(TASK OBJECTIVE) Exactly reproduce the lines from the one holding "Consider the photo above. For each instance of the decorative" through the final line of the listing below, with both ends included and nothing else.

(DATA LINES)
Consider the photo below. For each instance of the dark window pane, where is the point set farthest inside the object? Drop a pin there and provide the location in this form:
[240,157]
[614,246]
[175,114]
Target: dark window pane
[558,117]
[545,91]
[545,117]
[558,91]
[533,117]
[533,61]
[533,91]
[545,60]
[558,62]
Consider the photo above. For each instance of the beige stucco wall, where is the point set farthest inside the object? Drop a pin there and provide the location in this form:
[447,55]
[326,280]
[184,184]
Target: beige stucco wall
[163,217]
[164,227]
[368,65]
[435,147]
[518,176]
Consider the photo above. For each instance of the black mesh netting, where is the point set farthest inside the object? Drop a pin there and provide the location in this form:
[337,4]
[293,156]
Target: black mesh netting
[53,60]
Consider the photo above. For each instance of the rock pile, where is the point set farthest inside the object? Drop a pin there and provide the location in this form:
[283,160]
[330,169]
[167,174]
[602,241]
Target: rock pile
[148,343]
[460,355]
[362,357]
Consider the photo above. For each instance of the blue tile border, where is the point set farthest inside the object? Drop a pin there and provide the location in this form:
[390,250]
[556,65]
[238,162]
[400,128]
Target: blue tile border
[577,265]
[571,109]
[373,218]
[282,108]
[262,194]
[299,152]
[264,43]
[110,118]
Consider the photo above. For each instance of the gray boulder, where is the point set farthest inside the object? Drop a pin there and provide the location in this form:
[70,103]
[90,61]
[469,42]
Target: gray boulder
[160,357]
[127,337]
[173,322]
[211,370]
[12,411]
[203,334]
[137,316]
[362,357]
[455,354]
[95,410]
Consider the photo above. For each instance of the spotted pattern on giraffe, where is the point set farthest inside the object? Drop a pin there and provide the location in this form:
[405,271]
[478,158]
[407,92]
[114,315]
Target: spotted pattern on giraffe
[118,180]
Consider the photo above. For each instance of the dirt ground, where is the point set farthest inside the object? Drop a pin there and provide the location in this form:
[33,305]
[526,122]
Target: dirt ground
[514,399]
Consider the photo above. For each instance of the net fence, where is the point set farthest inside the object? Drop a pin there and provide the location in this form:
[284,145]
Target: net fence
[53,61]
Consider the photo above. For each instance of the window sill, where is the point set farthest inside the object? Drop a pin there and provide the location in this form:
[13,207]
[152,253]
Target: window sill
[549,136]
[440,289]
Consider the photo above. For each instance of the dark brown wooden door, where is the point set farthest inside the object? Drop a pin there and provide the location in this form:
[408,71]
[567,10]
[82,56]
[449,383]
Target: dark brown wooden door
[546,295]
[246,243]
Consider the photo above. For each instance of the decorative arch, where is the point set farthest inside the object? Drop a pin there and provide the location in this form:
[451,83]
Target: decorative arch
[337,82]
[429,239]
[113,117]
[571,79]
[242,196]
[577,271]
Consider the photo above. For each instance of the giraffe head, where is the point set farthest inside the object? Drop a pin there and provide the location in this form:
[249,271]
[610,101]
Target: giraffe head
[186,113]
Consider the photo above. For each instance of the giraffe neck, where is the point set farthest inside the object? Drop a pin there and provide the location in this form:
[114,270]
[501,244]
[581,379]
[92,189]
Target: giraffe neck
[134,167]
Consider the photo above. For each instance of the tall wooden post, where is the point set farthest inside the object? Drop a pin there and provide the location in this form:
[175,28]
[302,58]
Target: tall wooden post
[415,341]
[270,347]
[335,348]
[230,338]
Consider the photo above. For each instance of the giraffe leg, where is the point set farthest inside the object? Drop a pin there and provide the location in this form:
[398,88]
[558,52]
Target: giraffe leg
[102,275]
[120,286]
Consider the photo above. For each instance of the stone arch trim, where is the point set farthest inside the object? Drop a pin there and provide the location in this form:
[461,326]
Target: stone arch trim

(SOLUTION FOR THIS EXERCISE)
Consider the photo above. For each instance of the decorative arch, where is the point set farthest inside the object? Drop a pin there and provide the location in this form:
[451,83]
Target: decorative arch
[337,82]
[429,239]
[113,117]
[571,79]
[242,196]
[577,271]
Consider the photo above. For each instance of the giraffe head, where is the point set farthest inside the object? Drop a pin there and provide the location in this form:
[249,271]
[610,101]
Target: giraffe head
[186,113]
Consider the photo above. For each instance of the giraffe neck, where is the point set farthest inside the object? Drop a pin there and provide the location in this form:
[114,270]
[501,244]
[581,379]
[92,189]
Target: giraffe neck
[134,167]
Consider the photo above. For each instance of the tall wooden post, where is the point set farthest inside the object? Drop a pin there and provide the location in this form:
[175,28]
[302,58]
Target: tall wooden post
[415,341]
[270,347]
[335,348]
[230,338]
Consider the photo above. For each instance of the giraffe leg, where is the point set farthest inside the object? Drop a pin there and provide the location in this form:
[398,88]
[558,52]
Target: giraffe leg
[102,275]
[120,286]
Consider the photo above. For each instance of the stone arch trim, where is the point set farthest inside the object? Drop a pin there and provide the location in this form:
[461,326]
Target: stone arch trim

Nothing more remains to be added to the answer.